[Dataset items]
● ● ●
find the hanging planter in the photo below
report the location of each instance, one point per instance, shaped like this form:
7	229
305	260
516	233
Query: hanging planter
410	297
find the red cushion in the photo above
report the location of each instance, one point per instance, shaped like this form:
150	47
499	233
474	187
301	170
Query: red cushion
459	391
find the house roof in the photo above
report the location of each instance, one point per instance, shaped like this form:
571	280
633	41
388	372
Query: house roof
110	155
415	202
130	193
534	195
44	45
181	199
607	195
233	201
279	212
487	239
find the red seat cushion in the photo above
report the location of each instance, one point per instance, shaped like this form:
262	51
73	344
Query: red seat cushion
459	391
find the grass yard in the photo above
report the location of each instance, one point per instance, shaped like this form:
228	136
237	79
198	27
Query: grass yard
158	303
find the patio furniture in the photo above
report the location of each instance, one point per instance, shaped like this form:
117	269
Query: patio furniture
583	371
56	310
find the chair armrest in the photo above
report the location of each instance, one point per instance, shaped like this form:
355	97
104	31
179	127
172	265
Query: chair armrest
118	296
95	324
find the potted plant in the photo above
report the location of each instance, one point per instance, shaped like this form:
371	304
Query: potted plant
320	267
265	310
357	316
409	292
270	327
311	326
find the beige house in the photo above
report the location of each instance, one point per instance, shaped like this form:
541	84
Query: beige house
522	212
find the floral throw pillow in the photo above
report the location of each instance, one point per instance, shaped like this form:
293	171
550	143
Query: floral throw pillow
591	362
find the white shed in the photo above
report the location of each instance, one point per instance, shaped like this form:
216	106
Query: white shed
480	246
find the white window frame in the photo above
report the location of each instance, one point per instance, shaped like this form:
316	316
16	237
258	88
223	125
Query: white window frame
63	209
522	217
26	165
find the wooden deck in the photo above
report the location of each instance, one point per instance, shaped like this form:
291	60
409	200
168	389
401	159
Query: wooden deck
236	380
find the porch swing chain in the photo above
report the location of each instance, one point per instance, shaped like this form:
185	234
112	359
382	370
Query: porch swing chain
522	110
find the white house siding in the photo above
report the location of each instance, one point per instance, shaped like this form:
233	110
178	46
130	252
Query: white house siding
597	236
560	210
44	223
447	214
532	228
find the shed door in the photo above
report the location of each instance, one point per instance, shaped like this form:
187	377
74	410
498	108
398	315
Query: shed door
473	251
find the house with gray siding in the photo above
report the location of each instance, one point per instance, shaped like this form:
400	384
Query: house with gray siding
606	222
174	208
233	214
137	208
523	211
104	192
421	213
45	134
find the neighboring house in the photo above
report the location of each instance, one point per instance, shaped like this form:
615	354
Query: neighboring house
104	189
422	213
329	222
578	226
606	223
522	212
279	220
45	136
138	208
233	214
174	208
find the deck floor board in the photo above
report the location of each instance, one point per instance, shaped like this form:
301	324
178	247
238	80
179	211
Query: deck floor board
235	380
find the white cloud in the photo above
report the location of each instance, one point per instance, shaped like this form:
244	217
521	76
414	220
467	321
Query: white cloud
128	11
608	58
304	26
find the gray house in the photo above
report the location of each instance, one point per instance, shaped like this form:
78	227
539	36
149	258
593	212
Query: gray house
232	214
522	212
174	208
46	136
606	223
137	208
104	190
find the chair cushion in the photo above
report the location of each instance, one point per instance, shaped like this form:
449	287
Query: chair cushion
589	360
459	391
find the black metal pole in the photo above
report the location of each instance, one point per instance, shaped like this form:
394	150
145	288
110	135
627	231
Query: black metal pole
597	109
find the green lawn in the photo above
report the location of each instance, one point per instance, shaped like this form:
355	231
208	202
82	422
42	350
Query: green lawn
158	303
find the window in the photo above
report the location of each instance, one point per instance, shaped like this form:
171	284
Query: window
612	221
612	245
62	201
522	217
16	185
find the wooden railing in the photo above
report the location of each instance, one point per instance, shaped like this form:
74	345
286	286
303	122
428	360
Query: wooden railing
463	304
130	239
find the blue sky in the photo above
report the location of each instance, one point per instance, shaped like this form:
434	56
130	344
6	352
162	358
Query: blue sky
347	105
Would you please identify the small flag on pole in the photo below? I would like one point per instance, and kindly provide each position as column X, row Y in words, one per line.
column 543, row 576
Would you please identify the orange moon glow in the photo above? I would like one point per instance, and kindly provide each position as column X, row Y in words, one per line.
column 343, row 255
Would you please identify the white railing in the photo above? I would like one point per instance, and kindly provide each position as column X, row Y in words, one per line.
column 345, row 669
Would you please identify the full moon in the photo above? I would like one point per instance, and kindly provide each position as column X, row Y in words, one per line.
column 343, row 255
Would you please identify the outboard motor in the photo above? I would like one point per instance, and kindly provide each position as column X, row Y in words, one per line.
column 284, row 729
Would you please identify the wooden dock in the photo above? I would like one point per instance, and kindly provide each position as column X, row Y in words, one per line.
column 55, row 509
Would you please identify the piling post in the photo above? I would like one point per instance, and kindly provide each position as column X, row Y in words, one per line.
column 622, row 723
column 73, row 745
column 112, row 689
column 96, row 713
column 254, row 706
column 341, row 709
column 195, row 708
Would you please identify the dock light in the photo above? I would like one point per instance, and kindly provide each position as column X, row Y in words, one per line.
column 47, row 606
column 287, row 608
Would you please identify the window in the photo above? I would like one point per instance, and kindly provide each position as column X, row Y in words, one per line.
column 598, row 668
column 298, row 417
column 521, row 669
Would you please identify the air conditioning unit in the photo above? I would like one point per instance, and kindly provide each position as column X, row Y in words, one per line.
● ● ●
A complete and exact reproduction of the data is needed.

find the hanging planter in the photo below
report the location of each instance, one point per instance, shaped like this form:
7	229
305	260
516	233
Query: hanging planter
410	297
find the red cushion in the photo above
report the location of each instance, one point per instance, shaped like this form:
150	47
499	233
474	187
301	170
Query: red cushion
459	391
find the house roof in the photo above
report the location of each instance, one point per instance, shaped like this form:
571	280
633	41
388	372
Query: house roof
110	155
415	202
130	193
534	195
44	45
181	199
607	195
233	201
279	212
487	239
find the red seat cushion in the photo above
report the location of each instance, one point per instance, shaped like this form:
262	51
73	344
Query: red seat cushion
459	391
find the grass yard in the photo above
report the location of each instance, one point per instance, shaped like this form:
228	136
237	79
198	27
Query: grass yard
158	303
find the patio furniture in the photo above
report the location of each instance, one point per instance, shaped like this form:
117	269
Query: patio furniture
583	371
56	310
find the chair armrest in the photo above
report the location of each instance, one point per instance, shaped like this form:
355	97
104	31
179	127
172	265
Query: chair armrest
118	296
95	324
find the potted plant in the photo above
report the location of each instance, one point per instance, shaped like this form:
371	304
Query: potted plant
320	267
265	310
357	316
409	292
270	327
311	326
find the beige house in the photo above
report the location of each instance, one point per instance, shaped like this form:
541	84
Query: beige house
522	212
find the floral throw pillow in the photo above
report the location of each instance, one point per instance, shaped like this form:
293	171
550	143
Query: floral throw pillow
591	362
find the white shed in the photo above
report the location of each instance, one point per instance, shaped like this form:
216	106
Query: white shed
480	246
find the white window frame in the photo above
report the location of each instance, one point per instance, shaped like this form:
316	316
16	237
258	88
223	125
Query: white window frame
63	209
522	217
26	165
find the wooden deck in the photo above
report the location of each instance, one point per instance, shaped like this form:
291	60
409	200
168	389
401	159
Query: wooden deck
236	380
find the porch swing chain in the photo above
report the location of each instance, one point per instance, shaped like this form:
185	234
112	359
382	370
Query: porch swing chain
522	110
find the white house siding in the photo above
report the location of each instance, one point per instance, shaped like this form:
233	110
178	46
130	252
Query: white house siding
597	236
560	210
44	223
447	214
532	228
find the shed door in the photo above
report the location of each instance, one point per instance, shaped like this form:
187	377
74	410
498	108
398	315
Query: shed door
473	251
find the house with gray siding in the photo above
report the location of each instance, one point per instance, shaped like this form:
400	384
Query: house with gray siding
606	222
174	208
233	214
137	208
523	211
104	192
421	213
45	134
find the neighboring house in the photo above
report the location of each instance, one point per instance, shaped like this form:
615	354
Query: neighboring house
104	189
422	213
329	222
578	226
606	223
522	212
279	220
45	136
138	208
233	214
174	208
find the deck floor board in the photo above
report the location of each instance, one point per instance, shaped like this form:
301	324
178	247
238	80
179	211
Query: deck floor board
235	380
find the white cloud in the photo above
report the location of each instance, one point per instance, shaped like this form:
244	217
521	76
414	220
467	321
Query: white cloud
128	11
608	58
304	26
find the gray house in the photo above
report the location of each instance, one point per instance, shaped like this form:
78	227
539	36
149	258
593	212
Query: gray house
232	214
522	212
174	208
46	136
606	223
137	208
104	190
find the chair cushion in the photo above
report the location of each instance, one point per instance, shaped like this form:
449	287
Query: chair cushion
589	360
459	391
find the black metal pole in the photo above
report the location of each instance, one point per instance, shaped like this form:
394	150
145	288
110	135
627	231
Query: black metal pole
597	109
find the green lawn in the photo above
report the location of each instance, one point per instance, shaped like this form:
355	231
208	202
82	422
42	350
Query: green lawn
158	303
find the window in the photo above
report the location of each instance, one point per instance, shaped like this form:
171	284
Query: window
612	221
612	245
62	201
522	217
16	185
find the wooden railing in the photo above
report the location of each instance, one point per instance, shaped like this form:
74	345
286	286
303	122
428	360
Query: wooden railing
463	304
130	239
find the blue sky in the photo above
report the location of each instance, one point per instance, shaped like this form:
434	56
130	344
6	352
162	358
Query: blue sky
347	105
Would you please identify the small flag on pole in the photo below? I would like one point per instance, and kindly provide each position as column X, row Y in words, one per line.
column 543, row 576
Would you please identify the orange moon glow in the photo above? I would like one point per instance, and kindly provide each position as column X, row Y in words, one per line.
column 343, row 255
Would you please identify the white railing in the photo above? I would like one point per instance, and kindly provide each position as column X, row Y in words, one per line.
column 345, row 669
Would you please identify the full moon in the photo above? I would like one point per instance, and kindly provide each position as column X, row Y in words, one per line.
column 343, row 255
Would you please identify the outboard motor in the photo above? I would like one point per instance, and kindly provide each position as column X, row Y in words, one per line.
column 284, row 729
Would you please identify the wooden dock in the photo above? I would like one point per instance, and kindly provide each position as column X, row Y in words, one per line.
column 55, row 509
Would you please identify the piling post in the photo above? I would like one point per instance, and kindly provide each position as column X, row Y in words, one per line.
column 622, row 723
column 73, row 745
column 112, row 689
column 96, row 713
column 254, row 706
column 341, row 709
column 195, row 708
Would you please identify the dock light in the photo above? I would like one point per instance, and kindly provide each position as column X, row Y in words, one per line.
column 47, row 606
column 287, row 608
Would you please identify the window in the photo above? I would like one point per instance, and kindly provide each position as column X, row Y in words, one per line.
column 598, row 668
column 298, row 417
column 521, row 669
Would you please identify the air conditioning unit in the photo above? I would like one point per instance, and kindly provide each position as column X, row Y in words, one per line.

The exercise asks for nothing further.